----- DATA ROWS -----

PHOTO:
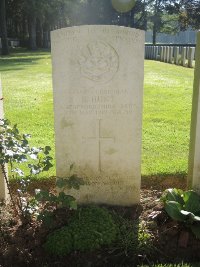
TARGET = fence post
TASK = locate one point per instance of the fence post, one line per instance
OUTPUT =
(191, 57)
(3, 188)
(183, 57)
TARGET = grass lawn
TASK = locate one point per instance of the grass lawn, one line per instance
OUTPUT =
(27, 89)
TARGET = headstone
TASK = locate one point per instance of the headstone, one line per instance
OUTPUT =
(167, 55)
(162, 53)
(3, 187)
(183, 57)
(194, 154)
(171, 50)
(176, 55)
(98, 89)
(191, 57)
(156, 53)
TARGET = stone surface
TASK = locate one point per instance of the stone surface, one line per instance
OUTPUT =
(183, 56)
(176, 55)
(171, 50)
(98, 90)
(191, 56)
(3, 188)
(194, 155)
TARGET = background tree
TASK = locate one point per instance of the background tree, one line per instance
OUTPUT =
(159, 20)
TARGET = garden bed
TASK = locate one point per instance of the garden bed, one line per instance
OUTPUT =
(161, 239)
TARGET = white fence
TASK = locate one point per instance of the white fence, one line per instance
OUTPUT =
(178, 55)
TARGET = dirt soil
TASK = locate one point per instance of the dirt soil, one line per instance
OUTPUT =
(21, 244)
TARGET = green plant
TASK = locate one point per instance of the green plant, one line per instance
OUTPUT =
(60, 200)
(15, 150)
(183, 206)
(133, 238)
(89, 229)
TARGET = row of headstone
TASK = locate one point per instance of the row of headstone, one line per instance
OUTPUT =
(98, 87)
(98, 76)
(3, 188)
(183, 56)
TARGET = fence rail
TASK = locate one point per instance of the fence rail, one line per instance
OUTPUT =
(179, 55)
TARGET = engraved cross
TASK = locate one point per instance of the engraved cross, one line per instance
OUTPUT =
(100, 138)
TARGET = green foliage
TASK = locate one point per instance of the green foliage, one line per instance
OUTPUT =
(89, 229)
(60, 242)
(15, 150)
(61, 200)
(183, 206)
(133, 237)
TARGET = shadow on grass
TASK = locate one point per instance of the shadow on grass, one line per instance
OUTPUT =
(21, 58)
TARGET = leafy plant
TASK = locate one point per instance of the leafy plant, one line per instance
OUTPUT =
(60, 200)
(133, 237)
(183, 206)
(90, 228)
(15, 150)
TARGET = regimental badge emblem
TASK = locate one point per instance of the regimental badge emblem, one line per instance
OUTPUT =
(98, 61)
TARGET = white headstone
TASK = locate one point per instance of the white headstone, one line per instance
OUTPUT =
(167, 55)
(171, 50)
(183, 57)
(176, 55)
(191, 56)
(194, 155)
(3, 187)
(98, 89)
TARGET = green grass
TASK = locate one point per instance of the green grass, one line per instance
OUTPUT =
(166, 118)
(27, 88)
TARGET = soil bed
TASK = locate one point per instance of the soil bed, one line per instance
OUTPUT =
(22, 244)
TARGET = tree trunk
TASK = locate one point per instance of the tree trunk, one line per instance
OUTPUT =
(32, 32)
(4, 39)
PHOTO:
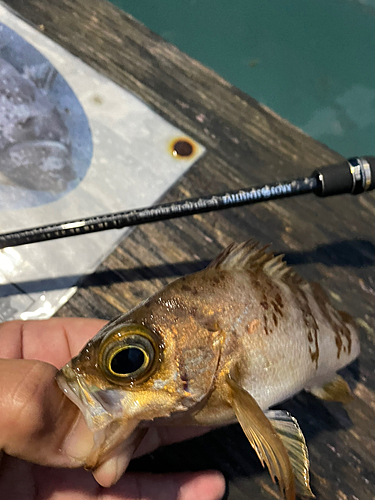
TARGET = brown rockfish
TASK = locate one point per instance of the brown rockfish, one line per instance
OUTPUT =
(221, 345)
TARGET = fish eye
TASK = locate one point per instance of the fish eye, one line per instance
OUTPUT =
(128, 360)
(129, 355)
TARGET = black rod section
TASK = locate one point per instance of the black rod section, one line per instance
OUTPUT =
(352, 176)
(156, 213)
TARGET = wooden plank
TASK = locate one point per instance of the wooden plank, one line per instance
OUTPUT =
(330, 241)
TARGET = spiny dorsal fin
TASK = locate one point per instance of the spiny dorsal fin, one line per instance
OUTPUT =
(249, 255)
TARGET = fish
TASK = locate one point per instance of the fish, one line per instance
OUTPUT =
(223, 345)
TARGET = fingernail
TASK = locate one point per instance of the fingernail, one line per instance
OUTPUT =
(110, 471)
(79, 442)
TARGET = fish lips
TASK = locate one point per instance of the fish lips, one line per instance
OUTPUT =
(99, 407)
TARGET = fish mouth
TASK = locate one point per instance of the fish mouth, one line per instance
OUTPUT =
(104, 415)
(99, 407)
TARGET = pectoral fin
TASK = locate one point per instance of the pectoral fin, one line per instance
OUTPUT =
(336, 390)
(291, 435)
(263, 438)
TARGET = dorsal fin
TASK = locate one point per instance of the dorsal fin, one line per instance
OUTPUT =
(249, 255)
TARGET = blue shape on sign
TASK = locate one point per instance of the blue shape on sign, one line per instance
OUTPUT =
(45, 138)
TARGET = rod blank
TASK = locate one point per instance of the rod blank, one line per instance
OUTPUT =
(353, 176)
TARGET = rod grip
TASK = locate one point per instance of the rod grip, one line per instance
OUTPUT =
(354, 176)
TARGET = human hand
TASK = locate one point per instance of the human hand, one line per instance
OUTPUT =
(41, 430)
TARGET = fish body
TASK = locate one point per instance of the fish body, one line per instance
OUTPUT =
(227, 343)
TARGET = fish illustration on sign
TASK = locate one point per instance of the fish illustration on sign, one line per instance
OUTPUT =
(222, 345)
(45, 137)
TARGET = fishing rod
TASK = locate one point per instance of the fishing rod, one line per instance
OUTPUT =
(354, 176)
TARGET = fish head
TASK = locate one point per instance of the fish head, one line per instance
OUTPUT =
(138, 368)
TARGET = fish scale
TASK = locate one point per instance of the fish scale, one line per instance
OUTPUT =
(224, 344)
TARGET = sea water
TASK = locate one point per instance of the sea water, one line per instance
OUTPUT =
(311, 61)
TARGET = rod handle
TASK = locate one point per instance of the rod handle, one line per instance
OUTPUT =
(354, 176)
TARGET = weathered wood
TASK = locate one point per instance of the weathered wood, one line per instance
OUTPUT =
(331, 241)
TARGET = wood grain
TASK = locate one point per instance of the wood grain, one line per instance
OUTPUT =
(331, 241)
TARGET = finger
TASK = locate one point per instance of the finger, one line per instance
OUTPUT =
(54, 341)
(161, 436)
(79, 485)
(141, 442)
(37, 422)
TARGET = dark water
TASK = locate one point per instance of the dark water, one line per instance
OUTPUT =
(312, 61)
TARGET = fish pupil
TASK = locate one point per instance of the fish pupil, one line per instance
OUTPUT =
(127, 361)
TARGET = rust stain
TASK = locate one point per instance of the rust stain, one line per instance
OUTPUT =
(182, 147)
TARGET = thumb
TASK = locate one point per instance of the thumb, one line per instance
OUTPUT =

-----

● **WHAT THE TASK ASKS**
Update all of the data above by replacing "instance" with "occurrence" and changing nothing else. Omit the pictures from the answer.

● **OUTPUT OF THE EXERCISE**
PHOTO:
TARGET = fence post
TASK = locate one point per occurrence of the fence post, one line per occurrence
OUTPUT =
(191, 57)
(3, 188)
(183, 57)
TARGET = grass lawn
TASK = locate one point per occurrence of the grass lawn, one line per occurrence
OUTPUT =
(27, 89)
TARGET = headstone
TASK = locate one point per occurrence of the headstone, one line per occurrence
OUTPUT =
(167, 55)
(162, 53)
(3, 187)
(183, 57)
(194, 154)
(171, 50)
(176, 55)
(98, 89)
(191, 57)
(156, 53)
TARGET = stone surface
TASK = locate one point per occurrence of the stone surface, one line per occurrence
OUTPUT =
(183, 56)
(176, 55)
(171, 50)
(98, 90)
(191, 56)
(3, 188)
(194, 155)
TARGET = background tree
TASK = locate one point per occurrence of the background tree, one line per occurrence
OUTPUT =
(159, 20)
TARGET = garden bed
TASK = locate one point per occurrence of the garden bed, one line per occurrence
OUTPUT =
(161, 239)
TARGET = white fence
TASK = locate one point per occurrence of the white fence, one line per occurrence
OUTPUT =
(178, 55)
TARGET = dirt soil
TASK = locate one point per occurrence of the dirt soil, one line per occurrence
OUTPUT =
(21, 244)
TARGET = green plant
TASK = locate one point per occurrence of the green plant, one line per occurrence
OUTPUT =
(60, 200)
(15, 150)
(183, 206)
(133, 238)
(89, 229)
TARGET = row of headstone
TASK = locate one point per occurrence of the row of headstone, one line per occurrence
OUTPUT =
(98, 87)
(98, 76)
(3, 188)
(183, 56)
TARGET = fence rail
TASK = locate one point per occurrence of the fence rail, one line per occurrence
OUTPUT =
(179, 55)
TARGET = engraved cross
TASK = locate one point per occurrence of the engraved cross, one line per occurrence
OUTPUT =
(100, 138)
TARGET = green foliage
TASK = locate one point per occurrence of the green foliage, one line per occurrence
OUTPUT =
(89, 229)
(60, 242)
(15, 150)
(61, 200)
(183, 206)
(133, 237)
TARGET = shadow on grass
TASK = locate one point per occurrence of the shadow on grass, one line per occurrence
OUTPUT =
(21, 58)
TARGET = leafy plant
TASK = locate one point per occurrence of the leafy plant, one line per occurrence
OUTPUT =
(60, 200)
(133, 237)
(183, 206)
(90, 228)
(15, 150)
TARGET = regimental badge emblem
TASK = locate one point per occurrence of the regimental badge emblem, one line per occurrence
OUTPUT =
(98, 61)
TARGET = white headstone
TASK = locate one point per occurrence of the white headstone, one line per occurrence
OUTPUT =
(167, 55)
(171, 50)
(183, 57)
(176, 55)
(191, 56)
(194, 155)
(3, 187)
(98, 89)
TARGET = green grass
TASK = locate one point per occurrence of the green grass, one line per occurrence
OUTPUT =
(166, 118)
(27, 88)
TARGET = soil bed
TASK = locate one point per occurrence of the soil bed, one line per occurrence
OUTPUT =
(22, 244)
TARGET = tree trunk
TASK = locate one point per occurrence of the tree trunk, one line per occurrence
OUTPUT =
(32, 32)
(4, 39)
PHOTO:
TARGET = brown rockfish
TASK = locate one point per occurrence of the brown rockfish, one line per occurrence
OUTPUT =
(221, 345)
TARGET = fish eye
TASK = locate one point per occurrence of the fish eye, one line per occurrence
OUTPUT =
(128, 360)
(129, 355)
TARGET = black rod section
TASK = locate one point per occurrence of the black rod section, one line per occurrence
OUTPUT =
(352, 176)
(156, 213)
TARGET = wooden plank
TASK = locate one point per occurrence of the wooden plank, one line per occurrence
OUTPUT =
(330, 241)
TARGET = spiny dorsal fin
TASK = locate one point per occurrence of the spiny dorsal fin, one line per occurrence
OUTPUT =
(249, 255)
TARGET = fish
TASK = locate one point per occurrence of the fish, one line per occurrence
OUTPUT =
(223, 345)
TARGET = fingernail
TASK = locate one point per occurrence of the fingernail, one line per occurrence
OUTPUT =
(110, 471)
(79, 442)
TARGET = fish lips
TASK = locate one point per occurrence of the fish lips, one line per occurrence
OUTPUT =
(99, 407)
TARGET = fish mouth
TASK = locate one point per occurrence of the fish mouth, one line per occurrence
OUTPUT =
(104, 415)
(99, 407)
TARGET = pectoral fin
TASK = locate one point per occurrence of the pectoral fin, one line per occurrence
OUTPUT =
(336, 390)
(291, 435)
(263, 438)
TARGET = dorsal fin
TASK = locate one point per occurrence of the dorsal fin, one line per occurrence
OUTPUT =
(249, 255)
TARGET = blue shape on sign
TASK = locate one point per occurrence of the blue shape on sign, one line per occurrence
OUTPUT =
(45, 138)
TARGET = rod blank
TASK = locate one point per occurrence of the rod blank, one line per occurrence
OUTPUT =
(353, 176)
TARGET = rod grip
TASK = locate one point per occurrence of the rod grip, one line per occurrence
OUTPUT =
(354, 176)
TARGET = human hand
TASK = locate one point per occurrence of the human hand, one line per occurrence
OUTPUT =
(41, 430)
TARGET = fish body
TASK = locate one point per occurrence of the fish body, one line per occurrence
OUTPUT =
(227, 343)
TARGET = fish illustration on sign
TASK = locate one point per occurrence of the fish illustration on sign, one line per occurrence
OUTPUT =
(222, 345)
(45, 137)
TARGET = fishing rod
TASK = locate one point per occurrence of the fishing rod, one line per occurrence
OUTPUT =
(354, 176)
TARGET = fish head
TASK = locate one point per occurrence of the fish head, one line per occurrence
OUTPUT =
(138, 368)
TARGET = fish scale
TASK = locate one point per occurrence of the fish scale, one line per occurrence
OUTPUT =
(224, 344)
TARGET = sea water
TASK = locate one point per occurrence of the sea water, one line per occurrence
OUTPUT =
(311, 61)
TARGET = rod handle
TASK = locate one point per occurrence of the rod handle, one line per occurrence
OUTPUT =
(354, 176)
TARGET = weathered wood
TASK = locate one point per occurrence of the weathered wood, one line per occurrence
OUTPUT =
(331, 241)
TARGET = wood grain
TASK = locate one point per occurrence of the wood grain, one line per occurrence
OUTPUT =
(331, 241)
TARGET = finger
TASK = locate one point per occurrence of the finger, one line per occurrence
OUTPUT =
(54, 341)
(161, 436)
(79, 485)
(141, 442)
(37, 422)
TARGET = dark water
TASK = locate one point per occurrence of the dark water, one line per occurrence
OUTPUT =
(312, 61)
TARGET = fish pupil
TASK = locate one point per occurrence of the fish pupil, one line per occurrence
OUTPUT =
(127, 361)
TARGET = rust stain
TASK = locate one point per occurrence of the rust stain, one line per occurrence
OUTPUT =
(182, 147)
TARGET = thumb
TASK = locate one point per occurrence of the thumb, one line per occurrence
OUTPUT =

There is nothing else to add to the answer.